Source extract:
I just do it to slow vertical growth. I dont want some monsters way taller than my fence


----------



## ROLLING12 (Apr 12, 2016)

That One Stoner Guy said:


> I just do it to slow vertical growth. I dont want some monsters way taller than my fence


then maybe you should start flowering sooner?
it all depends on your setup really bro...go with perpetual sog grow with an aeroponic system to shave even more time, you can put your clones in the flower room right after you cut them from the mom but after dipping the ends in hormone or something to stimulate root growth first...


----------



## That One Stoner Guy (Apr 12, 2016)

ROLLING12 said:


> then maybe you should start flowering sooner?
> it all depends on your setup really bro...go with perpetual sog grow with an aeroponic system to shave even more time, you can put your clones in the flower room right after you cut them from the mom but after dipping the ends in hormone or something to stimulate root growth first...


Outdoor grow brother. I dont have nosey neighbors, theyre pretty chill for the most part. Id love to have a little grow tent with a sog but thats not too doable with my budget


----------



## Bubblegum31 (Apr 15, 2016)

Sometimes I fim while I mean to top...

I always get 3 shoots however the one in the middle is always smaller and shorter so I cut it off!!!


----------



## ROLLING12 (Apr 20, 2016)

That One Stoner Guy said:


> Outdoor grow brother. I dont have nosey neighbors, theyre pretty chill for the most part. Id love to have a little grow tent with a sog but thats not too doable with my budget


oh cool, outdoor is a biatch in my opinion...if the budget is that bad, bro why not make your own tent with bashes that you'll just have to double stitch together, i guess... but that'll be busted, anyone who'll see it would suspect a grow i think! Really hope your neighbors aren't nosey! lol
Ok for outdoors, plant or transplant at the right time, top/fim the heck out of it until the start of the flowering season however.

You can knock several birds with one stone with the following rule:
Use FIM all the time, when you can, unless you need clones!
If you need clones, use the topping technique instead!


----------



## That One Stoner Guy (May 3, 2016)

Raw data:
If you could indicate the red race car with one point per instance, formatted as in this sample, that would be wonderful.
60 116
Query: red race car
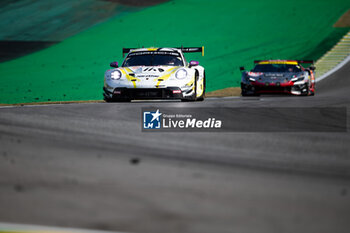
278 76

Exercise:
Decide whether each statement agrees with the forum thread, answering yes or no and quoting the words from the thread that settle it. 1. That One Stoner Guy grows outdoors. 2. Bubblegum31 keeps the middle shoot after fimming. 3. ROLLING12 recommends topping rather than FIM when clones are needed.

The solution:
1. Yes: "Outdoor grow brother."
2. No: "the one in the middle is always smaller and shorter so I cut it off!!!"
3. Yes: "If you need clones, use the topping technique instead!"